### [What you should do]
Write out the listing again, requests included, from the line that contains "instance: [(171, 230)]" through the line that contains "[(12, 184)]". Raise every point coordinate in the answers by 56, and leave the requests and their sample formats as they are.

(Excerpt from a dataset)
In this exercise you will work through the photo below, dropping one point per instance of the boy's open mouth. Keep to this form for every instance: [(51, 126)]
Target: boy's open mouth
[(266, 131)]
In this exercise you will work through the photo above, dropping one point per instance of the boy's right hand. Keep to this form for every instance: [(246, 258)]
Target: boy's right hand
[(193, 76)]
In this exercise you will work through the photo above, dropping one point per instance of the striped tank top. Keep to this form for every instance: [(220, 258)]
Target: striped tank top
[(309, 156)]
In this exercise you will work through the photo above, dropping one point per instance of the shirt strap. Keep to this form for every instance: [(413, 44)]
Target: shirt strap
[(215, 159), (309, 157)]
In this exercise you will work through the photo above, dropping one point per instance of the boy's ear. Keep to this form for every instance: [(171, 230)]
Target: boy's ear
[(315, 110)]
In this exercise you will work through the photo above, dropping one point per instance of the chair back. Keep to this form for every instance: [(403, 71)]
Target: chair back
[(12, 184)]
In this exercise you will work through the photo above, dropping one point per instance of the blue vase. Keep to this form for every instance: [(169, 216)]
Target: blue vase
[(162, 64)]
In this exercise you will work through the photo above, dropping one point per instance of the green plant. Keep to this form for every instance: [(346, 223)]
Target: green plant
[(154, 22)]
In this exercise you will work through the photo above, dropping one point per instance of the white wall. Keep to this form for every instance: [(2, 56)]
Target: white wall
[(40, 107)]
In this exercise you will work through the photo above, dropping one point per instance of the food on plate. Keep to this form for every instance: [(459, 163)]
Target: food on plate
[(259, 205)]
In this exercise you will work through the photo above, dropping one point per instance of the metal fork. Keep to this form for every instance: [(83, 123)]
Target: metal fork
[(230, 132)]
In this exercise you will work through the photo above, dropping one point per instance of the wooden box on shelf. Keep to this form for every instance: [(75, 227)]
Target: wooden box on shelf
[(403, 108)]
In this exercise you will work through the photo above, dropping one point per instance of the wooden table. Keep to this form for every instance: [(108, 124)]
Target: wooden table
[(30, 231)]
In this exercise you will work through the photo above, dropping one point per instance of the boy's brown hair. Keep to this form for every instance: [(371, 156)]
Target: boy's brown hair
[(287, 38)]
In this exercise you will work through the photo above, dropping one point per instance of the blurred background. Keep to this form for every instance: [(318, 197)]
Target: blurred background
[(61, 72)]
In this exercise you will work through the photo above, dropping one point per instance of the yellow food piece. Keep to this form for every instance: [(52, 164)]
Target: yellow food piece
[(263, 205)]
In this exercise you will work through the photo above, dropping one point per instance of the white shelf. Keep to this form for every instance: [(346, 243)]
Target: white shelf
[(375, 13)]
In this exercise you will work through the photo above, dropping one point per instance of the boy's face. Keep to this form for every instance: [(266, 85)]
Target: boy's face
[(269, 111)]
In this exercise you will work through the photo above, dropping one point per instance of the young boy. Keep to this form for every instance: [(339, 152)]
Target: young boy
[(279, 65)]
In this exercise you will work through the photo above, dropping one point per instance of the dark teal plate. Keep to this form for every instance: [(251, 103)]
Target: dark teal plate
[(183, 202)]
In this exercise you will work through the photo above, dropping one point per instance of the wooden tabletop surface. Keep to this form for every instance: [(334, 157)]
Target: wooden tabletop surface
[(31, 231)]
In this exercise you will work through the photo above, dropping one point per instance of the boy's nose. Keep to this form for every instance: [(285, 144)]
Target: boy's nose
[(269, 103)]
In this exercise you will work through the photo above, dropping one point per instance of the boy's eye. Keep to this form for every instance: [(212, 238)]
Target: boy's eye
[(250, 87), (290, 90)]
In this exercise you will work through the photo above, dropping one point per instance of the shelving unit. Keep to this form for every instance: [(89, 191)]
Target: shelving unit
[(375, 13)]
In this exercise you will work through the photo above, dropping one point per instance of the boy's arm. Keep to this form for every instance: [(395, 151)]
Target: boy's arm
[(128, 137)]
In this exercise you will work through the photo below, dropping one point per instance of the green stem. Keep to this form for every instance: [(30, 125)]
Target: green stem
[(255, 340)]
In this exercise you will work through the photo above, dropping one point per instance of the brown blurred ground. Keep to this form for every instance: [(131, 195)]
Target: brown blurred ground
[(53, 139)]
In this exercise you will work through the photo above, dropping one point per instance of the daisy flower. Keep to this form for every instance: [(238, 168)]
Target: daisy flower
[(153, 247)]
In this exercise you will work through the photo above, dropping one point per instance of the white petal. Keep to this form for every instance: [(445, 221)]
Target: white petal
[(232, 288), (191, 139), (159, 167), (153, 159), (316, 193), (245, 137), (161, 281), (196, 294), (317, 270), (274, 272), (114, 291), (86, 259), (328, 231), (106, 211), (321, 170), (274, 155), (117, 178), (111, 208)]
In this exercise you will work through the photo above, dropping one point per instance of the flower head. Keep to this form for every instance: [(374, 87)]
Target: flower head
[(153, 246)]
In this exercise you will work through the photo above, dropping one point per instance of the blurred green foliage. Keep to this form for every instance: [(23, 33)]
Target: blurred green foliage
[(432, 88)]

### [Full output]
In this exercise you will work through the photo above, dropping one point per instance of the boy's ear. Keep to this form for every instance: [(171, 230)]
Target: boy's ear
[(371, 166)]
In this exercise you will work through the photo above, dropping one point per instance of the chair back. Keep to this form for every instance: [(403, 71)]
Target: chair back
[(68, 240)]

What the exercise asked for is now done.